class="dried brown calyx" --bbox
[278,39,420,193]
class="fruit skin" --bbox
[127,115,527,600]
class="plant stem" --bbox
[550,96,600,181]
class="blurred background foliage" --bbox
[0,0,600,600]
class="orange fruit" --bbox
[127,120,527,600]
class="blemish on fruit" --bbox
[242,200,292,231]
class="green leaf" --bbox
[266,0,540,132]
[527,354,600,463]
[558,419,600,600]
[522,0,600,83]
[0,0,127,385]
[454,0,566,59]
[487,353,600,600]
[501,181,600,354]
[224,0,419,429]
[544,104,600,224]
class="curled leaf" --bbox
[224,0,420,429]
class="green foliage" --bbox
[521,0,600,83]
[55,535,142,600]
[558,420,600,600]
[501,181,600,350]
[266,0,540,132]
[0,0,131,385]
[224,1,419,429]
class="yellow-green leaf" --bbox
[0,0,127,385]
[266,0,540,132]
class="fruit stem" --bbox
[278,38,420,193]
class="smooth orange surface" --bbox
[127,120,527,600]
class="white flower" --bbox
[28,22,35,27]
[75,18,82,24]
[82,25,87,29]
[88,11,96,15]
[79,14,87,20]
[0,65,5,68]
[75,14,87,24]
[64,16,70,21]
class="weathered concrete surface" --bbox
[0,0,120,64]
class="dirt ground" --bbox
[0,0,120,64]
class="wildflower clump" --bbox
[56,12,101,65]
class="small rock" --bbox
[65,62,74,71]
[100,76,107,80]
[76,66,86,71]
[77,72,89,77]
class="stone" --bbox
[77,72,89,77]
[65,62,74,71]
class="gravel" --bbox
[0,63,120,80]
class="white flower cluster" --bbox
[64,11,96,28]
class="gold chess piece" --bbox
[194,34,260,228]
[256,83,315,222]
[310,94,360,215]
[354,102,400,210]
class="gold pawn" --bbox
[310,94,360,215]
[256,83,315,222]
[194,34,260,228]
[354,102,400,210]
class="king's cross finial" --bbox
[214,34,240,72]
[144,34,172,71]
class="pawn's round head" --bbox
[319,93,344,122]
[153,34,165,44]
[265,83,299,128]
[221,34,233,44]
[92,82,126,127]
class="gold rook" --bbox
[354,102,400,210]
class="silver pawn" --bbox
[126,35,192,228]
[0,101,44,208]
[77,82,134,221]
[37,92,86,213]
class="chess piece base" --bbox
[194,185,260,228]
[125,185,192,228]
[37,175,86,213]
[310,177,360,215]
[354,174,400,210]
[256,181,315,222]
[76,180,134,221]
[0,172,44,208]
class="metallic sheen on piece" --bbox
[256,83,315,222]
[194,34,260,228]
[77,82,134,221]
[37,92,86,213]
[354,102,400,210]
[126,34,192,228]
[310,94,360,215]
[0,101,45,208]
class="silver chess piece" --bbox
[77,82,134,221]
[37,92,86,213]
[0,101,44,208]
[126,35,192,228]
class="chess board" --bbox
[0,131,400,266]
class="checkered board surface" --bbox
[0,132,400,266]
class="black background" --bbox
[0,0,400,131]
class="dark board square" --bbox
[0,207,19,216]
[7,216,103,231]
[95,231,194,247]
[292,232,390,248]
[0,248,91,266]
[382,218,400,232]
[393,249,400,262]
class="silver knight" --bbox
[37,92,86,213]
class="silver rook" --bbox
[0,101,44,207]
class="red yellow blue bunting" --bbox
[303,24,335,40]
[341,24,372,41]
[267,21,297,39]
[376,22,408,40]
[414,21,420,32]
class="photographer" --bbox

● **Do this**: Please set out all of the lines above as a numbered list, leaving out any blank ones.

● **Solution for this problem**:
1. class="dried brown calyx" --bbox
2. [278,39,420,193]
3. class="fruit skin" --bbox
4. [127,115,527,600]
5. class="plant stem" --bbox
6. [550,96,600,181]
7. class="blurred background foliage" --bbox
8. [0,0,600,600]
9. class="orange fruit" --bbox
10. [127,120,527,600]
11. class="blemish on fruit" --bbox
12. [242,200,292,231]
13. class="green leaf" --bbox
14. [266,0,540,132]
15. [527,354,600,463]
16. [558,419,600,600]
17. [522,0,600,83]
18. [0,0,127,385]
19. [454,0,566,59]
20. [487,353,600,600]
21. [501,181,600,354]
22. [224,0,419,429]
23. [544,104,600,224]
24. class="curled leaf" --bbox
25. [224,0,420,429]
26. class="green foliage" --bbox
27. [521,0,600,83]
28. [55,535,142,600]
29. [558,420,600,600]
30. [501,181,600,350]
31. [266,0,540,132]
32. [0,0,131,385]
33. [224,1,419,429]
34. class="yellow-green leaf" --bbox
35. [0,0,127,385]
36. [266,0,540,132]
37. class="fruit stem" --bbox
38. [278,38,420,193]
39. class="smooth orange surface" --bbox
40. [127,120,527,600]
41. class="white flower" --bbox
42. [28,22,35,27]
43. [75,18,82,24]
44. [82,25,87,29]
45. [88,11,96,15]
46. [79,14,87,20]
47. [0,65,5,68]
48. [75,14,87,24]
49. [64,16,70,21]
50. class="weathered concrete surface" --bbox
51. [0,0,120,64]
52. class="dirt ground" --bbox
53. [0,0,120,64]
54. class="wildflower clump" --bbox
55. [56,12,101,65]
56. class="small rock" --bbox
57. [65,62,74,71]
58. [100,76,107,80]
59. [76,66,86,71]
60. [77,72,89,77]
61. class="stone" --bbox
62. [77,72,89,77]
63. [65,62,74,71]
64. class="gravel" --bbox
65. [0,63,120,80]
66. class="white flower cluster" --bbox
67. [64,11,96,28]
68. class="gold chess piece" --bbox
69. [194,34,260,228]
70. [256,83,315,222]
71. [310,94,360,215]
72. [354,102,400,210]
73. class="gold pawn" --bbox
74. [310,94,360,215]
75. [256,83,315,222]
76. [194,34,260,228]
77. [354,102,400,210]
78. class="king's cross finial" --bbox
79. [214,34,240,72]
80. [144,34,172,71]
81. class="pawn's round head" --bbox
82. [319,93,344,122]
83. [153,34,165,44]
84. [265,83,299,128]
85. [221,34,233,44]
86. [92,82,126,127]
87. class="gold rook" --bbox
88. [354,102,400,210]
89. class="silver pawn" --bbox
90. [126,35,192,228]
91. [0,101,44,208]
92. [77,82,134,221]
93. [37,92,86,213]
94. class="chess piece base" --bbox
95. [194,185,260,228]
96. [125,185,192,228]
97. [37,175,86,213]
98. [310,177,360,215]
99. [354,174,400,210]
100. [256,181,315,222]
101. [76,180,134,221]
102. [0,172,44,208]
103. class="metallic sheen on piece" --bbox
104. [256,83,315,222]
105. [194,34,260,228]
106. [77,82,134,221]
107. [37,92,86,213]
108. [354,102,400,210]
109. [126,34,192,228]
110. [310,94,360,215]
111. [0,101,45,208]
112. class="silver chess piece" --bbox
113. [77,82,134,221]
114. [37,92,86,213]
115. [0,101,44,208]
116. [126,35,192,228]
117. class="chess board" --bbox
118. [0,131,400,266]
119. class="checkered board surface" --bbox
120. [0,132,400,266]
121. class="black background" --bbox
122. [0,0,400,131]
123. class="dark board square" --bbox
124. [0,207,19,216]
125. [7,216,103,231]
126. [95,231,194,247]
127. [292,232,390,248]
128. [0,248,91,266]
129. [382,218,400,232]
130. [393,249,400,262]
131. class="silver knight" --bbox
132. [37,92,86,213]
133. class="silver rook" --bbox
134. [0,101,44,207]
135. class="red yellow blue bunting" --bbox
136. [303,24,335,40]
137. [341,24,372,41]
138. [267,21,297,39]
139. [376,22,408,40]
140. [414,21,420,32]
141. class="photographer" --bbox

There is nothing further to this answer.